## REQUIRED WORK
In the records below, some lines contain the word "shed". Copy each of them.

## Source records
---
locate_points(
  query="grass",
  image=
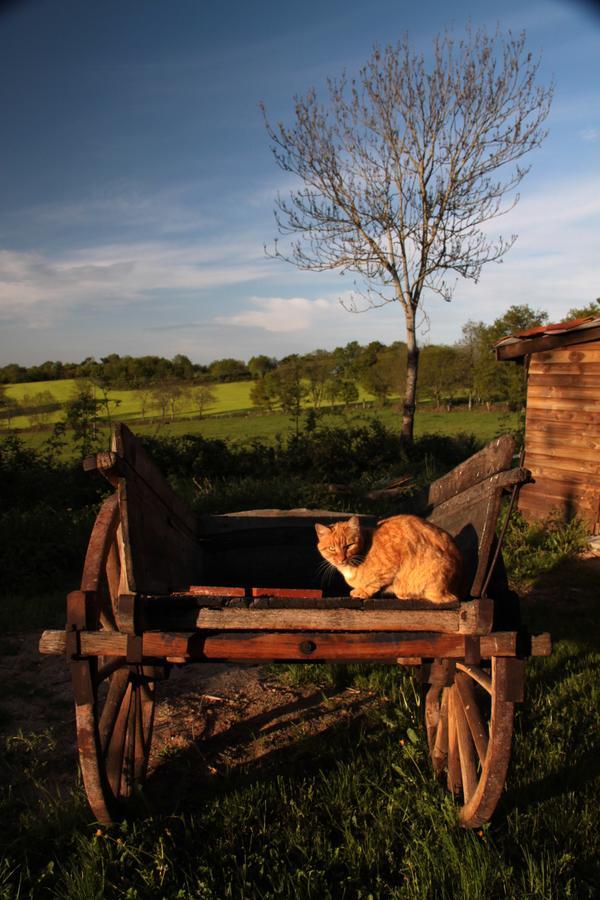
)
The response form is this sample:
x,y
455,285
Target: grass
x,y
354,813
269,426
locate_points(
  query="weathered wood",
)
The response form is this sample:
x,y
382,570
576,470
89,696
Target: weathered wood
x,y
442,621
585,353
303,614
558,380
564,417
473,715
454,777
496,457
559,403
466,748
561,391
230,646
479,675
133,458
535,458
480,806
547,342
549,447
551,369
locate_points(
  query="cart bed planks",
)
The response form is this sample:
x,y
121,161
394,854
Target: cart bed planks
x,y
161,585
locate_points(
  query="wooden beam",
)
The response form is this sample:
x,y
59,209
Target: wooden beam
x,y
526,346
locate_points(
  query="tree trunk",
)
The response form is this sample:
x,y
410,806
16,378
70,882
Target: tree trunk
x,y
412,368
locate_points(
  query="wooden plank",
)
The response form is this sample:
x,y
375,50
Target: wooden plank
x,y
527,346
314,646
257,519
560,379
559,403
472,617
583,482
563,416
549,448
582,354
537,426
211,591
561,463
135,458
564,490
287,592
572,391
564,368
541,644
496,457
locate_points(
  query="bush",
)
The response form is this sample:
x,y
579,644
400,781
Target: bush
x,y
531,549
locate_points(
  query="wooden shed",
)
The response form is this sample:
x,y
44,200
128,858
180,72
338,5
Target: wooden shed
---
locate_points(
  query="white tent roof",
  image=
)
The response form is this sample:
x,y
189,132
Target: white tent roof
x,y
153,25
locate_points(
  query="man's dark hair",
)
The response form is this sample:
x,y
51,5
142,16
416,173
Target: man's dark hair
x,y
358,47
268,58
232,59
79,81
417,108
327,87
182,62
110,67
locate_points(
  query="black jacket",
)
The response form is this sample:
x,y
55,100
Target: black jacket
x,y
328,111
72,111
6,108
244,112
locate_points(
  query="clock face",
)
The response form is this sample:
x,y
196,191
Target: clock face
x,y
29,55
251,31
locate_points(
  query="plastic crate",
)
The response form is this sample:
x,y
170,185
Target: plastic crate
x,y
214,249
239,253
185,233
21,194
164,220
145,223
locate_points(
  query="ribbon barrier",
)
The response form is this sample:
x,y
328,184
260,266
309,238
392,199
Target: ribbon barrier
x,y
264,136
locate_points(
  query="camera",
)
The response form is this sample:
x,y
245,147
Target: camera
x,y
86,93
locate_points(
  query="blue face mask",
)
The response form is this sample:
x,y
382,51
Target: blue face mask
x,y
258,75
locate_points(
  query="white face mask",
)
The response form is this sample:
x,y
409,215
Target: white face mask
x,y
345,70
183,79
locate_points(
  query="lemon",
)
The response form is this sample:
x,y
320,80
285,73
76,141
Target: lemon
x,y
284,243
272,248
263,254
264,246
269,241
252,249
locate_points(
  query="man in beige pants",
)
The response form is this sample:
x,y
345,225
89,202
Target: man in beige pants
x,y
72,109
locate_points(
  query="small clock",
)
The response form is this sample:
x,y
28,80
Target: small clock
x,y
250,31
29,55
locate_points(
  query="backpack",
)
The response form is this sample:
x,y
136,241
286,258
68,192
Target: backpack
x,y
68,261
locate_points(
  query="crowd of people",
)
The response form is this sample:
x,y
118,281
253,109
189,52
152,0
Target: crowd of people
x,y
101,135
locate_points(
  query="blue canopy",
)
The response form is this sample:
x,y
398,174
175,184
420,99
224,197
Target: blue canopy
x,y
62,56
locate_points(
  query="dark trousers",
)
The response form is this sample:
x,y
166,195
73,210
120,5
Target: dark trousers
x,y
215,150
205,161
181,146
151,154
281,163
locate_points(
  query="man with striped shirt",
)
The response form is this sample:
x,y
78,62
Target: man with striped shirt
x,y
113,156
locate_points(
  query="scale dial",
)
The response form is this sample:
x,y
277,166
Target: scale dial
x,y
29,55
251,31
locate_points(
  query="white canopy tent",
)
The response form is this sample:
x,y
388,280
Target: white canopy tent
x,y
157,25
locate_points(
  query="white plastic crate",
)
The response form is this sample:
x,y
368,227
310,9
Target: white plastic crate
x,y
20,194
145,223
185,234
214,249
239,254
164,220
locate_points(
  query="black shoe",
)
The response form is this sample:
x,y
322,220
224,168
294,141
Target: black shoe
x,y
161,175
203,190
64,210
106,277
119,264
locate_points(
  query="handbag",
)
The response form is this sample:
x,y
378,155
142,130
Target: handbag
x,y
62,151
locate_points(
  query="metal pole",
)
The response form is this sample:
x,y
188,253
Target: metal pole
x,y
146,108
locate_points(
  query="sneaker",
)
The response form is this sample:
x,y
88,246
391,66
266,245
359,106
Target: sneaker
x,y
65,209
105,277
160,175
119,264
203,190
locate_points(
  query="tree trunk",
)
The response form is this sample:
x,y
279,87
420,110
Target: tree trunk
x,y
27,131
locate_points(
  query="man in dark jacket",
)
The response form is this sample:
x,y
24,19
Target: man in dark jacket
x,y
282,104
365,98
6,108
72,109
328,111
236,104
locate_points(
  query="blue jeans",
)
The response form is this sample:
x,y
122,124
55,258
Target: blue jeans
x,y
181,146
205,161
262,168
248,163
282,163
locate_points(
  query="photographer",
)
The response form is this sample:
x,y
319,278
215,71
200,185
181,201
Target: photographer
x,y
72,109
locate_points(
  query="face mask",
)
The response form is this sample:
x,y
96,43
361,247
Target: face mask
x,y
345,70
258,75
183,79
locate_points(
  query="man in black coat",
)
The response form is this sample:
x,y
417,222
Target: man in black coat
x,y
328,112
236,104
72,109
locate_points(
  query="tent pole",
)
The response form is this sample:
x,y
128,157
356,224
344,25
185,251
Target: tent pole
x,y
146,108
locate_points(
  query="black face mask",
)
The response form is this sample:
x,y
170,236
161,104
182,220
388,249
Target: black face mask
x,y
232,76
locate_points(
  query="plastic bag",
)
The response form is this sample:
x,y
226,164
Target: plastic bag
---
## ANSWER BOX
  query="wooden shed",
Target: wooden shed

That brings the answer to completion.